**PROBLEM TO SOLVE**
Reproduce all of the following data word for word.

Detection examples:
++++++

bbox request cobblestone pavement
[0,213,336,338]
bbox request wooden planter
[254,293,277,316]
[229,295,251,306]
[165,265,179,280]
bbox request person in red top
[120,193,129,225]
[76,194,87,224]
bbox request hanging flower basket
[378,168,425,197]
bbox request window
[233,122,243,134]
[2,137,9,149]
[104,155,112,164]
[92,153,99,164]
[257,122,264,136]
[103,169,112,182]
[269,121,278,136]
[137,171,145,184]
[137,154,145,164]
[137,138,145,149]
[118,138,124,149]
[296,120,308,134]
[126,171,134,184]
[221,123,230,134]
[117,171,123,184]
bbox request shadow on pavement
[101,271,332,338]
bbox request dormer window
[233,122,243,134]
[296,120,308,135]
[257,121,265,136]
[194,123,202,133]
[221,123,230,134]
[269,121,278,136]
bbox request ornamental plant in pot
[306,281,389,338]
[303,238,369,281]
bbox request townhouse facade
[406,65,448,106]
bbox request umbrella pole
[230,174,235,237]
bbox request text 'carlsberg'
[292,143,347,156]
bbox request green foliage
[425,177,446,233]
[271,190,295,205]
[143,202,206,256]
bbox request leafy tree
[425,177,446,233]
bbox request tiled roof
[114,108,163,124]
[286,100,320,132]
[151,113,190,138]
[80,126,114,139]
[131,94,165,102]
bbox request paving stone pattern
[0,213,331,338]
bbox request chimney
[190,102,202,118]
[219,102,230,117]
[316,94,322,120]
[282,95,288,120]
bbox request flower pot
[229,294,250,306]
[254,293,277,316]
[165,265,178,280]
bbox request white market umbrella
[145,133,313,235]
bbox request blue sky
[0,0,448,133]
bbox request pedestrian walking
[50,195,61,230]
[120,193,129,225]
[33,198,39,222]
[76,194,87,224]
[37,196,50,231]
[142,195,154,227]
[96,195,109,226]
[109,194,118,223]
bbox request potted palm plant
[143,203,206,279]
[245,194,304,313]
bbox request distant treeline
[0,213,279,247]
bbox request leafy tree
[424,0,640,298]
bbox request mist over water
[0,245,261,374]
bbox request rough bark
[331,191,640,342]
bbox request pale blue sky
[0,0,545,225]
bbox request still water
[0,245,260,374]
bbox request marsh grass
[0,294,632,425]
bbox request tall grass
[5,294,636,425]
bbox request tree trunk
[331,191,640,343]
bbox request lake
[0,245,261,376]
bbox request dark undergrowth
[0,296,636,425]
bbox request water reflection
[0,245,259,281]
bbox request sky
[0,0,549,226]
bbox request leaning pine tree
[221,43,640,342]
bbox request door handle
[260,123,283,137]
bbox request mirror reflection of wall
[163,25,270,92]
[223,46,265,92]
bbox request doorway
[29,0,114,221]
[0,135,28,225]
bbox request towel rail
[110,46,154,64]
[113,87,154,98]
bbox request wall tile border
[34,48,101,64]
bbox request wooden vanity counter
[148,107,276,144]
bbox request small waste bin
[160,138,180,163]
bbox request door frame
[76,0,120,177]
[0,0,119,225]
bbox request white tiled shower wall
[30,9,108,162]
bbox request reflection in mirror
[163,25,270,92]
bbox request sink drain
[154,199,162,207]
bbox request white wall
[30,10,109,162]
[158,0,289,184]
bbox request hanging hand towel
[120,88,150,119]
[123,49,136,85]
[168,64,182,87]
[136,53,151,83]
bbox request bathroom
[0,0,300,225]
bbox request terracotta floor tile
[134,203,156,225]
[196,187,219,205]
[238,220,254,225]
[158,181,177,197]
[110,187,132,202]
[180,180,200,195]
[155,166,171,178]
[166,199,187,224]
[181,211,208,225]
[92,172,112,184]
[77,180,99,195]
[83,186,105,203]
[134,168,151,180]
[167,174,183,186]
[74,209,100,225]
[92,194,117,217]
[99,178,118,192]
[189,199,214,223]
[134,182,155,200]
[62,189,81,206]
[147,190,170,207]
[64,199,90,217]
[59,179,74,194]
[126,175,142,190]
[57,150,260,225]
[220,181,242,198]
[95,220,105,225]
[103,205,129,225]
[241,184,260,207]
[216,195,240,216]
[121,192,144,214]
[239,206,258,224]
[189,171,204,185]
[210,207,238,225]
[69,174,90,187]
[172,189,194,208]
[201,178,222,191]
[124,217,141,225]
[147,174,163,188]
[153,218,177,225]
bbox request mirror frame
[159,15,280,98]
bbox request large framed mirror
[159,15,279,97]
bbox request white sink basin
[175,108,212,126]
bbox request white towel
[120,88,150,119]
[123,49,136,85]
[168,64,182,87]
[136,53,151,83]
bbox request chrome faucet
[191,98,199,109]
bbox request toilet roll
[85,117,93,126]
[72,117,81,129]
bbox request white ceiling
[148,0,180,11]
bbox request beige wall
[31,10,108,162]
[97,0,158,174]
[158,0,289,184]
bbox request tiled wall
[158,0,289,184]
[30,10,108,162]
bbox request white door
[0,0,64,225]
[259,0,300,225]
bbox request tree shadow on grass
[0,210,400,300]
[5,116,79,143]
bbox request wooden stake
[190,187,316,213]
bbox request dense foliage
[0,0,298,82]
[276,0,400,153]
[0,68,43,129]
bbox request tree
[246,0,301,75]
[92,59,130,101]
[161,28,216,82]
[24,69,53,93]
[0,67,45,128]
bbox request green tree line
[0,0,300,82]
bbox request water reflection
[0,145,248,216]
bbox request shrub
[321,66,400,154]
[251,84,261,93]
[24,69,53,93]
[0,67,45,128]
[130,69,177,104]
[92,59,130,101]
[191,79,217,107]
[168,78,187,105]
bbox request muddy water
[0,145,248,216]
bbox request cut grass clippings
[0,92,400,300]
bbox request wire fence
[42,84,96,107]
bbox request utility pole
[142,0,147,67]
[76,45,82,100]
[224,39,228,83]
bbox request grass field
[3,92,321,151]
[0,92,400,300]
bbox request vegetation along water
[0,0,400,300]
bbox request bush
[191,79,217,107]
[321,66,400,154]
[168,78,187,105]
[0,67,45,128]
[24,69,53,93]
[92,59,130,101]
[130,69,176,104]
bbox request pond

++++++

**TASK OUTPUT**
bbox request cobblestone pavement
[0,213,336,338]
bbox request wooden planter
[254,293,277,316]
[229,295,251,306]
[165,265,179,280]
bbox request person in red top
[120,193,129,225]
[76,194,87,224]
bbox request hanging flower basket
[378,168,425,197]
bbox request window
[233,122,243,134]
[2,137,9,149]
[104,155,112,164]
[92,153,99,164]
[257,122,264,136]
[103,169,112,182]
[269,121,278,136]
[137,171,145,184]
[137,154,145,164]
[137,138,145,149]
[118,138,124,149]
[296,120,308,134]
[126,171,134,184]
[221,123,230,134]
[117,171,123,184]
bbox request shadow on pavement
[101,271,332,338]
bbox request dormer window
[233,122,243,134]
[296,120,308,135]
[257,121,265,136]
[194,123,202,133]
[221,123,230,134]
[269,121,278,136]
bbox request ornamental plant in pot
[306,281,389,338]
[303,238,369,281]
bbox request townhouse facade
[406,65,448,106]
bbox request umbrella pole
[230,174,235,237]
bbox request text 'carlsberg'
[292,143,347,156]
bbox request green foliage
[425,177,446,233]
[271,190,295,205]
[143,202,206,256]
bbox request leafy tree
[425,177,446,233]
bbox request tiled roof
[114,108,163,124]
[286,100,320,132]
[151,113,190,138]
[80,126,114,139]
[131,94,165,102]
bbox request paving stone pattern
[0,213,331,338]
bbox request chimney
[190,102,202,118]
[219,102,230,117]
[316,94,322,120]
[282,95,288,120]
bbox request flower pot
[229,294,250,306]
[254,293,277,316]
[165,265,178,280]
bbox request white market umbrella
[145,133,313,235]
bbox request blue sky
[0,0,448,133]
bbox request pedestrian walking
[50,195,61,230]
[120,193,129,225]
[33,198,39,222]
[76,194,87,224]
[37,196,50,231]
[142,195,154,227]
[96,195,109,226]
[109,194,118,223]
bbox request potted palm plant
[143,203,206,279]
[245,194,304,313]
bbox request distant treeline
[0,213,279,247]
bbox request leafy tree
[424,0,640,298]
bbox request mist over water
[0,245,261,374]
bbox request rough bark
[331,191,640,342]
bbox request pale blue sky
[0,0,545,225]
bbox request still water
[0,245,260,374]
bbox request marsh grass
[0,294,632,425]
bbox request tall grass
[5,294,636,425]
bbox request tree trunk
[331,191,640,343]
bbox request lake
[0,245,261,376]
bbox request dark undergrowth
[0,296,636,425]
bbox request water reflection
[0,245,259,281]
bbox request sky
[0,0,549,226]
bbox request leaning pine tree
[221,43,640,342]
bbox request door handle
[260,123,283,137]
bbox request mirror reflection of wall
[163,25,270,92]
[223,46,265,92]
bbox request doorway
[29,0,114,221]
[0,135,28,225]
bbox request towel rail
[110,46,154,64]
[113,87,154,98]
bbox request wall tile border
[34,48,101,64]
bbox request wooden vanity counter
[148,107,276,144]
bbox request small waste bin
[160,138,180,163]
bbox request door frame
[76,0,120,177]
[0,0,119,225]
bbox request white tiled shower wall
[30,9,108,162]
bbox request reflection in mirror
[163,25,270,92]
bbox request sink drain
[154,199,162,207]
bbox request white wall
[30,10,109,162]
[158,0,289,184]
bbox request hanging hand towel
[120,88,150,119]
[123,49,136,85]
[168,64,182,87]
[136,53,151,83]
bbox request bathroom
[0,0,300,225]
bbox request terracotta floor tile
[134,203,156,225]
[196,187,219,205]
[238,220,254,225]
[158,181,177,197]
[110,187,132,202]
[180,180,200,195]
[155,166,171,178]
[166,199,187,224]
[181,211,208,225]
[92,172,112,184]
[77,180,99,195]
[83,186,105,203]
[134,168,151,180]
[167,174,183,186]
[74,209,100,225]
[92,194,117,217]
[99,178,118,192]
[189,199,214,223]
[134,182,155,200]
[62,189,81,206]
[147,190,170,207]
[64,199,90,217]
[59,179,74,194]
[126,175,142,190]
[57,150,260,225]
[220,181,242,198]
[95,220,105,225]
[103,205,129,225]
[241,184,260,207]
[216,195,240,216]
[121,192,144,214]
[239,206,258,224]
[189,171,204,185]
[210,207,238,225]
[69,174,90,187]
[172,189,194,208]
[201,178,222,191]
[124,217,141,225]
[147,174,163,188]
[153,218,177,225]
bbox request mirror frame
[159,15,280,98]
bbox request large framed mirror
[159,15,279,97]
bbox request white sink basin
[175,108,212,126]
bbox request white towel
[120,88,150,119]
[123,49,136,85]
[168,64,182,87]
[136,53,151,83]
bbox request chrome faucet
[191,98,199,109]
bbox request toilet roll
[85,117,93,126]
[72,117,81,129]
bbox request white ceiling
[148,0,180,11]
bbox request beige wall
[31,10,108,162]
[97,0,158,174]
[158,0,289,184]
bbox request tiled wall
[158,0,289,184]
[30,10,108,162]
bbox request white door
[0,0,64,225]
[259,0,300,225]
bbox request tree shadow on grass
[0,210,400,300]
[5,116,79,143]
bbox request wooden stake
[190,187,316,213]
bbox request dense foliage
[0,0,298,82]
[276,0,400,153]
[0,68,43,129]
bbox request tree
[246,0,301,75]
[92,59,130,101]
[161,28,216,82]
[24,69,53,93]
[0,67,45,128]
bbox request green tree line
[0,0,300,82]
bbox request water reflection
[0,145,248,216]
bbox request shrub
[321,66,400,154]
[251,84,261,93]
[24,69,53,93]
[0,67,45,128]
[130,69,177,104]
[92,59,130,101]
[191,79,217,107]
[168,78,187,105]
bbox request muddy water
[0,145,248,216]
bbox request cut grass clippings
[0,92,400,300]
bbox request wire fence
[42,84,96,107]
bbox request utility pole
[142,0,147,67]
[76,45,82,100]
[224,39,228,83]
bbox request grass field
[3,92,321,151]
[0,92,400,300]
bbox request vegetation along water
[0,0,400,300]
bbox request bush
[191,79,217,107]
[321,66,400,154]
[168,78,187,105]
[0,67,45,128]
[24,69,53,93]
[92,59,130,101]
[130,69,176,104]
bbox request pond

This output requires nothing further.